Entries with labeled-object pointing
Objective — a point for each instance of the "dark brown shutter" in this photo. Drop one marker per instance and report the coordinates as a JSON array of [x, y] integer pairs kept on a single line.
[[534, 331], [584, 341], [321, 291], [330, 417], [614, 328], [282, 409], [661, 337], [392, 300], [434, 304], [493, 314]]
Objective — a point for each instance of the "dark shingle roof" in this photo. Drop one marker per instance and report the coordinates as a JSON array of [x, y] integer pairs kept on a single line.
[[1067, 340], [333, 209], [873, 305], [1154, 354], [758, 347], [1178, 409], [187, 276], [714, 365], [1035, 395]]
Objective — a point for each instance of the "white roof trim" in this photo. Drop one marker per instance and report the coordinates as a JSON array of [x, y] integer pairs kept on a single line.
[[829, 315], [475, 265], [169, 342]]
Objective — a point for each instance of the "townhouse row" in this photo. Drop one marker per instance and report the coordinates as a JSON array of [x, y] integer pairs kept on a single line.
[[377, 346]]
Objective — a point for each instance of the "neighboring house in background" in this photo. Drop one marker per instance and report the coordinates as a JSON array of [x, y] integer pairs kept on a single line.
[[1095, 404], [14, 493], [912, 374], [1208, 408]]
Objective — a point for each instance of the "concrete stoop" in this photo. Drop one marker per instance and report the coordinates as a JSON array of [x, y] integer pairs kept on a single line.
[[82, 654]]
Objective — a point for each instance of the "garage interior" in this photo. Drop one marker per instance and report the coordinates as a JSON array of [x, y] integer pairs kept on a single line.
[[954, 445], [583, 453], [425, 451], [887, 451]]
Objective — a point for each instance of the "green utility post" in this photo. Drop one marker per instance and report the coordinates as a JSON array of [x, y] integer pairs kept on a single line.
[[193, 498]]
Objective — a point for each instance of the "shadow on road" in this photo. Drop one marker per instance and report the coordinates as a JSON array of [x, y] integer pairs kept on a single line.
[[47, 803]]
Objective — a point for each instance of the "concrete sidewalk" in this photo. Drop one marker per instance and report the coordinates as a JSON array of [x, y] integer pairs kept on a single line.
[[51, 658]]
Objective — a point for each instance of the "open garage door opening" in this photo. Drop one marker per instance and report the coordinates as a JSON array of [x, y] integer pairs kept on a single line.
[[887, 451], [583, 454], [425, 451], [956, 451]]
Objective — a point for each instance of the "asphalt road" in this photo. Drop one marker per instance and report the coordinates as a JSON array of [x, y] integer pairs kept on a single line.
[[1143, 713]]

### EXERCISE OBJECTIVE
Change every "marker" to "pin" in the entries above. Leave all other wording the same.

### ANSWER TO THIS EXERCISE
Objective — a point for each instance of the "dark brown shutter" in this photo. Drop one pin per instance and report the coordinates as a JSON array of [x, y] integer pairs kept on a single line.
[[534, 331], [584, 341], [321, 291], [330, 417], [614, 328], [282, 409], [661, 337], [392, 300], [434, 304], [493, 314]]
Objective — a point for each instance of the "dark shingle roof" in this photo. Drop one pin per instance and report the coordinates as a JSON array of [x, y] integer pairs kept on a single line.
[[1067, 340], [333, 209], [873, 305], [1154, 354], [758, 347], [1178, 409], [187, 276], [714, 365], [1035, 395]]
Objective — a point for each instance of the "white roof trim" in this photo. Drop one pin per instance and report the coordinates as a JSON array of [x, y] integer pairs kept on a single line.
[[829, 315], [475, 265], [169, 342]]
Objective — a point for each instance of the "townhouse row" in this photo. Drop one pin per instance and report the coordinates as a JSON array of [x, y] integer pairs kept on a single line.
[[377, 346]]
Objective — a point for each instance of the "neighboring house in background" in this photo. Drop one pin per instance and report the coordinates as a JSON array of [x, y] integer pairs kept on a single line.
[[1095, 404], [14, 493], [912, 374], [1208, 408]]
Objective — a point for each instance of the "concrete stoop" in this photo. Drop one pin per instance and report the coordinates as a JSON array of [x, y] integer pairs kept on a single line.
[[82, 654]]
Objective — a point for each instance of the "garage interior" in this photo. Drop one pin per instance and report the coordinates as a JSON array of [x, y] integer pairs kept on a single line.
[[954, 445], [583, 453], [425, 451], [887, 451]]
Objective — a point for each instance of the "green utility post" in this photo. Drop one pin per instance and report the coordinates as a JSON array of [x, y] integer pairs kept on a single line.
[[193, 498]]
Objective — a point for each instance of the "shadow on road" in this photo. Drop one pin per instance and report the coordinates as a JSON array of [x, y] integer pairs kept on a single line.
[[47, 803]]
Objective — a point for each instance of the "concrete sidewalk" in this photo. Drop one pin per instance and report the coordinates as a JSON array of [x, y] integer pairs kept on a single line.
[[51, 658]]
Objective — a point for each instance of the "open garage door opening" in this photo. Drop one pin per instance and report the coordinates as a JSON array of [x, y] integer pairs kept on a single line.
[[887, 451], [583, 454], [425, 451], [956, 451]]
Objective — a point for each instance of the "asphalt road" in this photo. Drop one pin per instance and report the coordinates as a JSON array of [x, y] integer pairs kept on a single line.
[[1143, 713]]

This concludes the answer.